◆ Problem requirements:
Express the listing below as a Markdown table with the columns Row and Line, covering only the lines from the one containing "Practice step: put a point on each instance of the apartment" up to and including the one containing "(1270, 677)". Number each row and leave out blank lines.

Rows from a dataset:
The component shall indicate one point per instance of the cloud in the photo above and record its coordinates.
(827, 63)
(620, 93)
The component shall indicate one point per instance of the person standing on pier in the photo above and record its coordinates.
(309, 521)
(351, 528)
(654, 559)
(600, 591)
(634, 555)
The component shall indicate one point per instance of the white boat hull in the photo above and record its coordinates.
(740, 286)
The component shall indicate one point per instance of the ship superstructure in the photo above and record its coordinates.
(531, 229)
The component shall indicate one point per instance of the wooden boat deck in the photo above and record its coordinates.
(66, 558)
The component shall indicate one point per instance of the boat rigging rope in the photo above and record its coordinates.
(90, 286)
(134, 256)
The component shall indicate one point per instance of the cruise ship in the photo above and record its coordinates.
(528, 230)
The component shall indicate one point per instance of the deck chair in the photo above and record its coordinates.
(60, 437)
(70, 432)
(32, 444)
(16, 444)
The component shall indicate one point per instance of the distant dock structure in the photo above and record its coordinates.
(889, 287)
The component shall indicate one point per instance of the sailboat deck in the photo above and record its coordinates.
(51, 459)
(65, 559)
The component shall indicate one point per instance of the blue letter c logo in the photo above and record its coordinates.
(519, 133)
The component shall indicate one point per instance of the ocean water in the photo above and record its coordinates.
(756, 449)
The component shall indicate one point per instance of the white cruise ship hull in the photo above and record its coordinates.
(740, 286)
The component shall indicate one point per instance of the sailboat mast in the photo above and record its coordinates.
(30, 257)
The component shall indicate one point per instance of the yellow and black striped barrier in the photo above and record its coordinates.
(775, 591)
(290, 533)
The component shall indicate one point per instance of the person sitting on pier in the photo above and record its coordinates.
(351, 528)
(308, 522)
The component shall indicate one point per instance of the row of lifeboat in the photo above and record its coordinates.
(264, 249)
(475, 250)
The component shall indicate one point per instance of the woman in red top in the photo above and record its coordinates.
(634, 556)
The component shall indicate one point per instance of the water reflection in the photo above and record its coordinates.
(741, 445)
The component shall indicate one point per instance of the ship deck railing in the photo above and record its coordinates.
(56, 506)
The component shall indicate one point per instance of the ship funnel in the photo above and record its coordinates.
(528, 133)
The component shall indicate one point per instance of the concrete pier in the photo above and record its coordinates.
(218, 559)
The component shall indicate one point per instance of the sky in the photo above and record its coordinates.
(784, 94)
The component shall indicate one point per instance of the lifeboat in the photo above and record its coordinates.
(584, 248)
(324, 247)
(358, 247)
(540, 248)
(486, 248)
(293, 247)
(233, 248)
==
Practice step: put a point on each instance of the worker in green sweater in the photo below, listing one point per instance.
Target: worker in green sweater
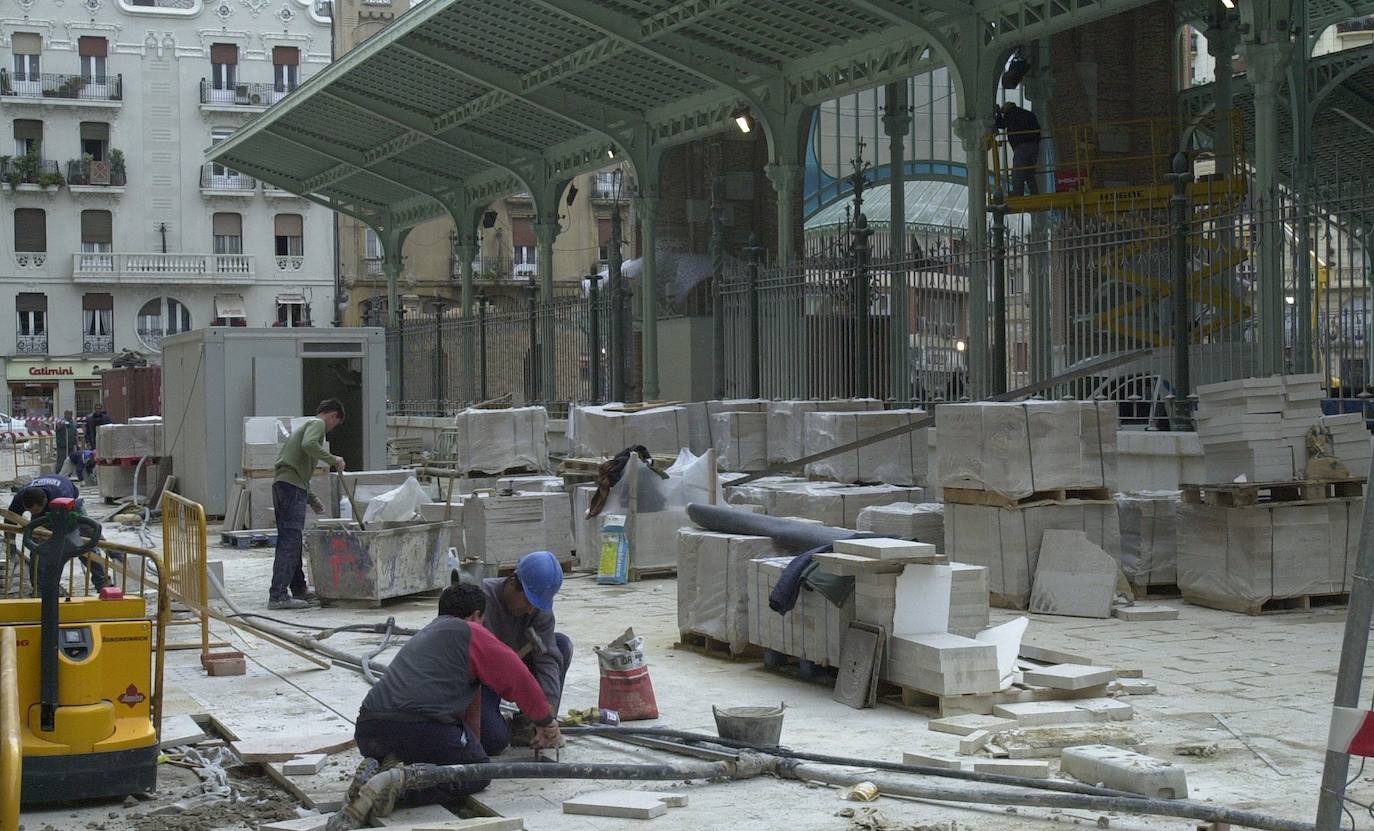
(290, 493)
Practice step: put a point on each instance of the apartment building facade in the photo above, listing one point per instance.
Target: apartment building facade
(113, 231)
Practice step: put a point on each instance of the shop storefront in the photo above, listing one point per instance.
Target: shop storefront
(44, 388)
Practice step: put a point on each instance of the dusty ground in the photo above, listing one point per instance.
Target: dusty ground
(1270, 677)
---
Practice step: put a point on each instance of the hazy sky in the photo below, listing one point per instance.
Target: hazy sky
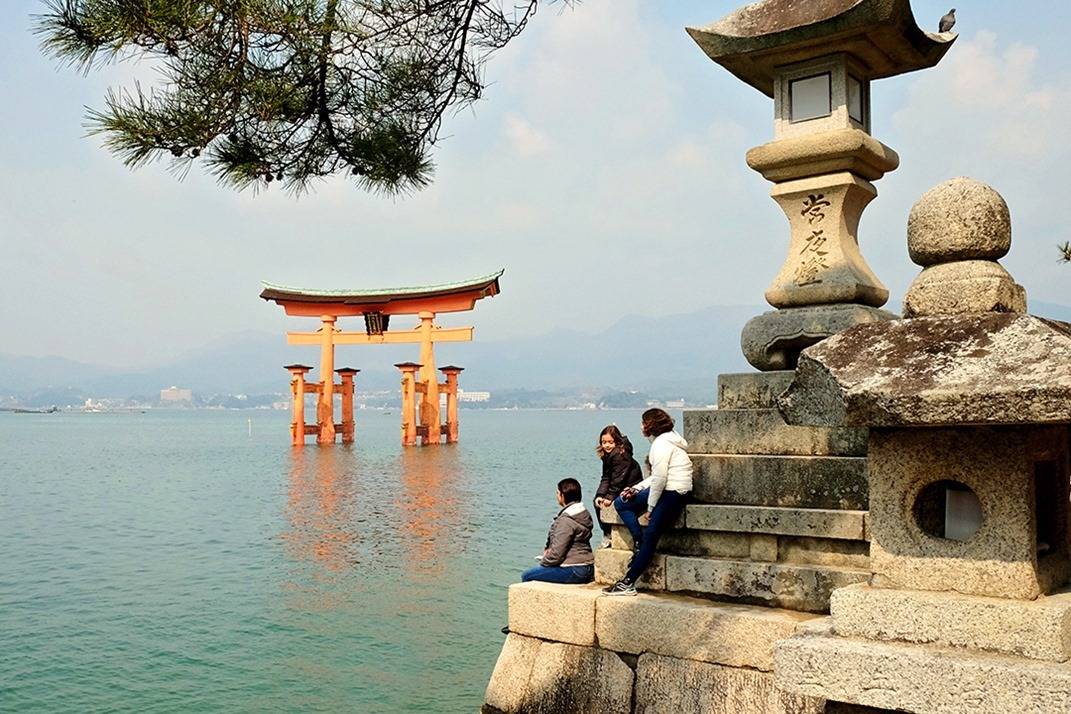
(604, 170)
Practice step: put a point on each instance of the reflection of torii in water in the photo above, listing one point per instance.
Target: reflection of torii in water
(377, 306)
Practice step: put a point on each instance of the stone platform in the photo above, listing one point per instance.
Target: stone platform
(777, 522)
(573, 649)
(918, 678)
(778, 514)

◆ Exercise response:
| Row | Line |
|---|---|
| 1 | Practice step: put a point on each instance of the apartment building facade in the photo above, listing one point per instance. |
| 2 | Target: apartment building facade |
| 3 | (113, 231) |
| 4 | Practice step: put a point on each instance of the shop storefront in the photo above, listing one point per instance. |
| 5 | Target: shop storefront |
| 6 | (44, 388) |
| 7 | Practice step: put a point on each instance of the dusty ground in the photo above, listing one point per instance. |
| 8 | Target: dusty ground |
| 9 | (1270, 677) |